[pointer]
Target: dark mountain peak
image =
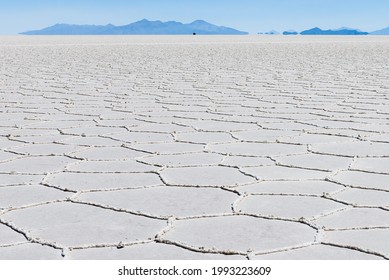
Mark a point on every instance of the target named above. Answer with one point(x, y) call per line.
point(340, 31)
point(143, 27)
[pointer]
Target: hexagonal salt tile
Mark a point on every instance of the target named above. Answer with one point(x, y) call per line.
point(291, 187)
point(71, 224)
point(257, 149)
point(92, 130)
point(6, 156)
point(98, 181)
point(19, 179)
point(36, 165)
point(9, 236)
point(148, 251)
point(109, 153)
point(315, 161)
point(204, 137)
point(375, 240)
point(355, 218)
point(166, 201)
point(169, 148)
point(352, 149)
point(90, 141)
point(46, 149)
point(372, 165)
point(192, 159)
point(362, 197)
point(363, 179)
point(30, 251)
point(222, 126)
point(284, 173)
point(314, 139)
point(292, 207)
point(246, 161)
point(205, 176)
point(239, 234)
point(142, 137)
point(118, 166)
point(17, 196)
point(318, 252)
point(262, 135)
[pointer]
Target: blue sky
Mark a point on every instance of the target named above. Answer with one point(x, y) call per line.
point(247, 15)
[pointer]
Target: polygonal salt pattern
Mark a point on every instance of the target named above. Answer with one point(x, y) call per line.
point(148, 251)
point(84, 225)
point(190, 159)
point(362, 197)
point(45, 149)
point(257, 149)
point(238, 234)
point(166, 201)
point(90, 181)
point(284, 173)
point(16, 196)
point(378, 165)
point(108, 153)
point(36, 165)
point(263, 135)
point(169, 148)
point(355, 218)
point(318, 162)
point(314, 139)
point(142, 137)
point(318, 252)
point(353, 149)
point(204, 137)
point(19, 179)
point(9, 236)
point(30, 251)
point(290, 207)
point(5, 156)
point(364, 180)
point(370, 240)
point(117, 166)
point(245, 161)
point(291, 187)
point(89, 141)
point(205, 176)
point(112, 160)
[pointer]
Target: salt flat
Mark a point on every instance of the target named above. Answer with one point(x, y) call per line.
point(194, 147)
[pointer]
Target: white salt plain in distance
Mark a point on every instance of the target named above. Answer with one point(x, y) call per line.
point(203, 147)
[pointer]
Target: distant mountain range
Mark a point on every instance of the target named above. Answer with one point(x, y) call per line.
point(341, 31)
point(143, 27)
point(201, 27)
point(384, 31)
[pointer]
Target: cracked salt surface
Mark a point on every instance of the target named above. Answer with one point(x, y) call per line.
point(252, 156)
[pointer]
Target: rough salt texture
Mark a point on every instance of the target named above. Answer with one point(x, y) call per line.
point(194, 147)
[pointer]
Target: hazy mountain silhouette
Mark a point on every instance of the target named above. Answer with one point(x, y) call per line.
point(384, 31)
point(290, 32)
point(340, 31)
point(142, 27)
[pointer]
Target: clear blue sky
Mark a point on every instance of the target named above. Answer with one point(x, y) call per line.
point(247, 15)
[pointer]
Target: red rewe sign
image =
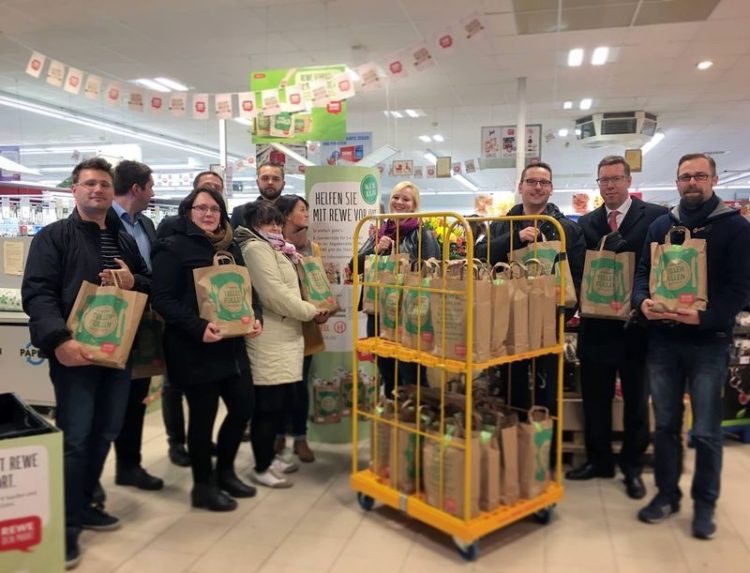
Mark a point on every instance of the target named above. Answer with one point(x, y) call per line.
point(20, 533)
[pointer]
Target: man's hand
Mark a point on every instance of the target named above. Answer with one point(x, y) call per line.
point(257, 329)
point(124, 276)
point(528, 234)
point(73, 353)
point(646, 307)
point(212, 333)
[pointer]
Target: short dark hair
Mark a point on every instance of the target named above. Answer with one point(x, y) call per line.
point(691, 156)
point(540, 165)
point(260, 213)
point(187, 204)
point(271, 164)
point(96, 163)
point(287, 203)
point(129, 173)
point(202, 173)
point(614, 160)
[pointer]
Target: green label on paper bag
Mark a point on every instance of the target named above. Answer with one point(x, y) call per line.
point(228, 294)
point(102, 321)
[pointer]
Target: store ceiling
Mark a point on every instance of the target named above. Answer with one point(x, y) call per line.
point(213, 46)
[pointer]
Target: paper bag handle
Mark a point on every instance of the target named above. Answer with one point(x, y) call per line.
point(668, 236)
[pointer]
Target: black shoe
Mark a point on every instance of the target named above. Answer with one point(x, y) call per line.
point(178, 456)
point(211, 498)
point(99, 520)
point(231, 484)
point(140, 478)
point(590, 471)
point(634, 487)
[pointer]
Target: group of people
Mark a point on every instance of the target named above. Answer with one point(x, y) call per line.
point(261, 378)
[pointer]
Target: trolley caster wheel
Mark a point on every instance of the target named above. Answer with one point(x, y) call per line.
point(544, 516)
point(365, 501)
point(469, 551)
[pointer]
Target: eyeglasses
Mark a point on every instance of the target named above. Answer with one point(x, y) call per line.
point(92, 183)
point(535, 182)
point(604, 181)
point(686, 177)
point(203, 209)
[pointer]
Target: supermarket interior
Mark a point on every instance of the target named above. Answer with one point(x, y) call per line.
point(564, 390)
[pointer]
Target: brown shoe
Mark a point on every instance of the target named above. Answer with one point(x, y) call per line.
point(279, 444)
point(303, 451)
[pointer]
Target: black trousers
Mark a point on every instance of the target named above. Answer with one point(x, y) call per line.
point(203, 402)
point(128, 443)
point(598, 389)
point(272, 404)
point(172, 413)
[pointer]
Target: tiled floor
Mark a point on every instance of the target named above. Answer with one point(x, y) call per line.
point(317, 526)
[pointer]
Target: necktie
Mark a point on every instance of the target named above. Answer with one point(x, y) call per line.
point(612, 219)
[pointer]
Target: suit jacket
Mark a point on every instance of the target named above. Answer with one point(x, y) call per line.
point(607, 340)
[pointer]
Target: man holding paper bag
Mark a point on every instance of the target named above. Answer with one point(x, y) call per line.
point(90, 245)
point(608, 347)
point(688, 347)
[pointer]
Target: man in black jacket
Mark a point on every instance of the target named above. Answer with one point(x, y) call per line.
point(134, 189)
point(609, 347)
point(90, 400)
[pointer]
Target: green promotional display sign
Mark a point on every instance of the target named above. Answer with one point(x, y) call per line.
point(321, 123)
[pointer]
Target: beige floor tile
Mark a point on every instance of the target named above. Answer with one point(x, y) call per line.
point(157, 561)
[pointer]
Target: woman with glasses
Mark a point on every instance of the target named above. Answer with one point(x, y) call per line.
point(276, 357)
point(205, 365)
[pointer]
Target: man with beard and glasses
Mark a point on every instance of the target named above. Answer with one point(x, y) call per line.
point(689, 349)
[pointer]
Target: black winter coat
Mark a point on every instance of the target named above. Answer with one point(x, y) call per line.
point(180, 247)
point(61, 256)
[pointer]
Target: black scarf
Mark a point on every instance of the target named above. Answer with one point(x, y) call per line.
point(693, 215)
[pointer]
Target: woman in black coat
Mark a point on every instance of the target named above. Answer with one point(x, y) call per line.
point(199, 360)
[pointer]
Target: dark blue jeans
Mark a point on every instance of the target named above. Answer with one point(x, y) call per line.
point(90, 408)
point(674, 367)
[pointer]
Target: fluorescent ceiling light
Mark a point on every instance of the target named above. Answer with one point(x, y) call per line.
point(378, 156)
point(599, 57)
point(25, 104)
point(649, 145)
point(293, 154)
point(152, 85)
point(575, 57)
point(465, 182)
point(173, 85)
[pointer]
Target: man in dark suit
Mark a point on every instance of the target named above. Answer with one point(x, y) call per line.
point(134, 189)
point(609, 347)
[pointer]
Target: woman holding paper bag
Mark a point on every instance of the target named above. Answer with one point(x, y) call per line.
point(276, 357)
point(416, 242)
point(199, 358)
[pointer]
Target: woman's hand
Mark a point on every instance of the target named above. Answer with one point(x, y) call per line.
point(257, 329)
point(212, 333)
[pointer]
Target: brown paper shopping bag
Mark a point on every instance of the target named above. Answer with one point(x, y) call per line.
point(314, 284)
point(678, 273)
point(450, 312)
point(105, 319)
point(534, 442)
point(147, 357)
point(224, 295)
point(607, 283)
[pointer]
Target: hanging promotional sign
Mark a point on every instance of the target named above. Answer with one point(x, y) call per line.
point(323, 119)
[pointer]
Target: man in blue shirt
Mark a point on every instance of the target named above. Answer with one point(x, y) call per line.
point(134, 189)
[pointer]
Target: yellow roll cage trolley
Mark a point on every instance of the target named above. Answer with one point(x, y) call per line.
point(465, 530)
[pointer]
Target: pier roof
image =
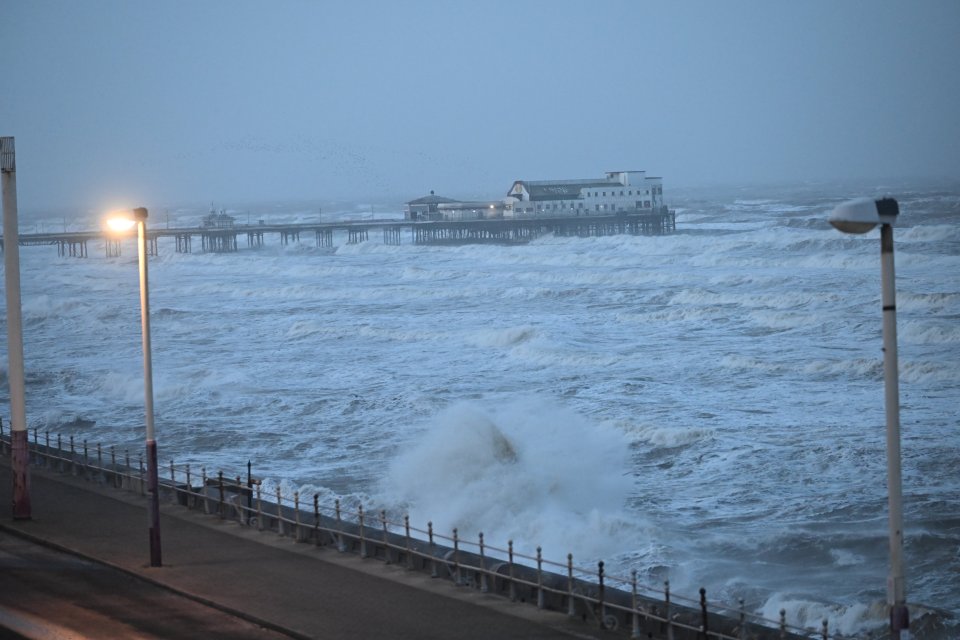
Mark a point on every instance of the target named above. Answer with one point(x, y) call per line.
point(560, 189)
point(431, 199)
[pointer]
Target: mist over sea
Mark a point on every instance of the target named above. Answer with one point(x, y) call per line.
point(704, 407)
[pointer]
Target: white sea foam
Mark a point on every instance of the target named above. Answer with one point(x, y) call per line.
point(524, 472)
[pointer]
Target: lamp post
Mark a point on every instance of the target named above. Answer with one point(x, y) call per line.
point(120, 224)
point(860, 216)
point(11, 259)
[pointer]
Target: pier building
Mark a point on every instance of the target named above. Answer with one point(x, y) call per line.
point(617, 192)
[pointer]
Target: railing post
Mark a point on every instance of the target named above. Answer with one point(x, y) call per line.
point(259, 505)
point(363, 537)
point(601, 596)
point(484, 586)
point(406, 529)
point(203, 490)
point(296, 515)
point(340, 545)
point(220, 507)
point(666, 609)
point(540, 601)
point(743, 620)
point(433, 555)
point(704, 622)
point(386, 541)
point(189, 487)
point(513, 586)
point(281, 529)
point(249, 489)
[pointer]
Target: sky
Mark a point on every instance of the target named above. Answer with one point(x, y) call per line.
point(135, 103)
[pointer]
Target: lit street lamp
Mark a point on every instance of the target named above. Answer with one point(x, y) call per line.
point(860, 216)
point(119, 224)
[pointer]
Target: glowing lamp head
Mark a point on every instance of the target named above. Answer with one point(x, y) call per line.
point(863, 214)
point(120, 224)
point(123, 221)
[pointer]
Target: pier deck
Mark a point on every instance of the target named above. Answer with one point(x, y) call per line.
point(227, 239)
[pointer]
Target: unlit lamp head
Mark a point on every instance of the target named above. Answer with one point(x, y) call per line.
point(863, 214)
point(121, 221)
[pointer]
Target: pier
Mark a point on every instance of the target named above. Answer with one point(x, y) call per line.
point(516, 230)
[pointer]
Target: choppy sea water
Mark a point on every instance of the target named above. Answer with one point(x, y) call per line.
point(704, 407)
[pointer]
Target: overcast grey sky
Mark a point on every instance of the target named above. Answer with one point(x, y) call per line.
point(125, 102)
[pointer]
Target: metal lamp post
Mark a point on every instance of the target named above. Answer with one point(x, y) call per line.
point(11, 258)
point(860, 216)
point(140, 219)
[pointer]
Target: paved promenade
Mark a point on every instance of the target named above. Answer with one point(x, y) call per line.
point(287, 588)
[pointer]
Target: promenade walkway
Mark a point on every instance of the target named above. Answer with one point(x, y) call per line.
point(297, 590)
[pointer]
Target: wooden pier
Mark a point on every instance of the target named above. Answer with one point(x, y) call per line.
point(436, 232)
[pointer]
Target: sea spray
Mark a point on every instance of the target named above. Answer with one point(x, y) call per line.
point(530, 472)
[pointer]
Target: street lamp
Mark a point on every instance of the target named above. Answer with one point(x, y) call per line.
point(121, 223)
point(860, 216)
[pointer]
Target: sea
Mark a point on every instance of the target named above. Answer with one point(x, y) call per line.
point(704, 407)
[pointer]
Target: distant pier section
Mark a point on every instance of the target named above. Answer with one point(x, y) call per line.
point(621, 202)
point(228, 238)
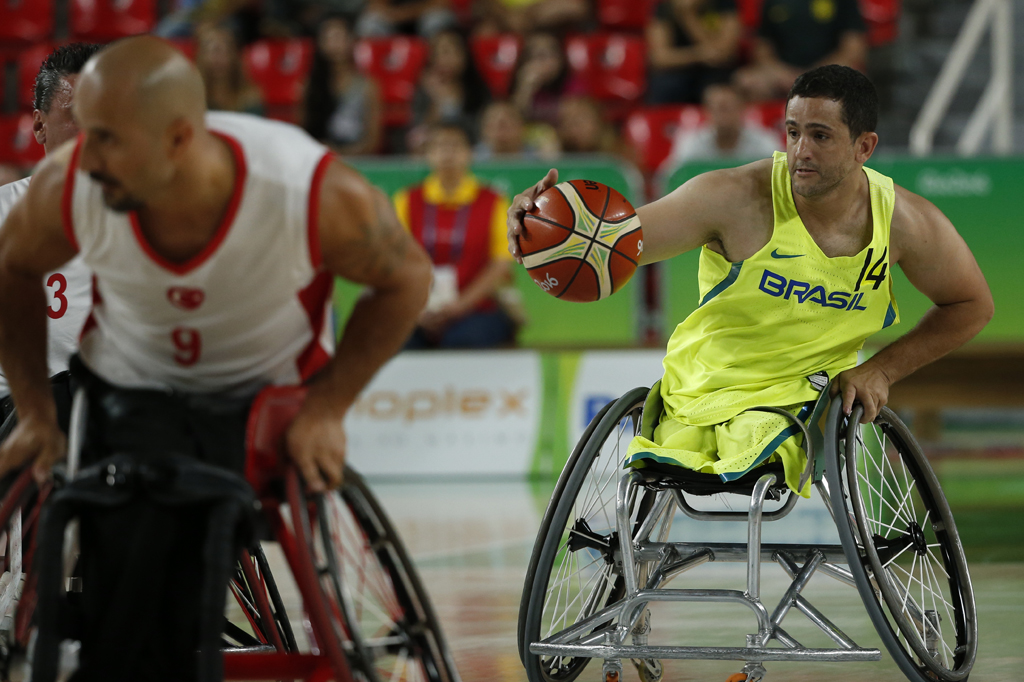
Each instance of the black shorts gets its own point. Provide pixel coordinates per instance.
(141, 564)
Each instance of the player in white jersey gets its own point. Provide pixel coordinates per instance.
(214, 242)
(68, 289)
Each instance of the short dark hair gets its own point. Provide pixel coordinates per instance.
(854, 92)
(65, 60)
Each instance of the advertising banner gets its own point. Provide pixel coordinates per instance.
(604, 376)
(448, 413)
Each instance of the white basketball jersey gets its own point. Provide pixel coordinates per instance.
(251, 309)
(69, 294)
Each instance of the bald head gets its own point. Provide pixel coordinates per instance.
(140, 105)
(150, 79)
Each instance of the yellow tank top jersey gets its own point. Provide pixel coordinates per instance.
(763, 326)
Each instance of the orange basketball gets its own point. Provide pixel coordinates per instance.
(582, 241)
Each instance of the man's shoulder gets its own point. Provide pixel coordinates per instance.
(751, 180)
(10, 193)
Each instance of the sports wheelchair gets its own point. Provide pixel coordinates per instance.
(365, 614)
(603, 553)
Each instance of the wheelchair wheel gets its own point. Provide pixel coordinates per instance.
(390, 629)
(573, 573)
(902, 546)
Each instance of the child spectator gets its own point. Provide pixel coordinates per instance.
(797, 35)
(543, 78)
(342, 107)
(219, 61)
(461, 222)
(726, 135)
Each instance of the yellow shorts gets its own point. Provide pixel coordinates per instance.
(748, 439)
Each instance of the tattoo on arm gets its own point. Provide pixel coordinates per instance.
(378, 249)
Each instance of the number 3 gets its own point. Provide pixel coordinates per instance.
(188, 344)
(58, 296)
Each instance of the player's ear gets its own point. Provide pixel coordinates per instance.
(864, 146)
(179, 137)
(39, 127)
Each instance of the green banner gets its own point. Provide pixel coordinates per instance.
(550, 322)
(984, 200)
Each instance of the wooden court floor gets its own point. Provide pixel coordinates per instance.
(471, 542)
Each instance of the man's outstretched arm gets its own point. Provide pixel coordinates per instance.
(32, 243)
(938, 263)
(360, 241)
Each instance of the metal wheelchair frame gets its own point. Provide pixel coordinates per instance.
(646, 562)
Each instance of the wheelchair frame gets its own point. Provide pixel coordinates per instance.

________________

#### Instructions for the task:
Find the line with "Each instance of the child" in the listing above, then write out that line and each remaining line exactly, with no other text.

#### The response:
Each instance of the child spectator gets its own point. Provide pixel coordinates per instance.
(797, 35)
(543, 78)
(342, 107)
(219, 61)
(461, 222)
(726, 135)
Each instance of the yellow shorts gets its own point. Provide pixel coordinates per instance.
(748, 439)
Each instance of the tattoo on arm gets its own point. Provide pixel coordinates per instance.
(378, 249)
Each instance of the number 3 gets its own point. Provide pixel coordinates per instance.
(188, 344)
(58, 296)
Each instance of the player's ear gets its own point. Provide pixel coordinates per instance.
(864, 146)
(179, 137)
(39, 127)
Each instance of the green banner gets its own point. Provide pixel coordinates per instance.
(550, 322)
(984, 200)
Each instance of the wooden court floor gets its own point. Provide pixel coordinates per instance.
(471, 542)
Each instance of the man's outstretched arm gets its own point. Provide pixel coordinates per instance.
(32, 243)
(938, 263)
(360, 241)
Each instance of the metal wheelchair frame gets its own point. Provide pixel coordinates per instance.
(646, 562)
Each instance of the wheelchair frame gets its own point. Provide pixel coordinates per instance.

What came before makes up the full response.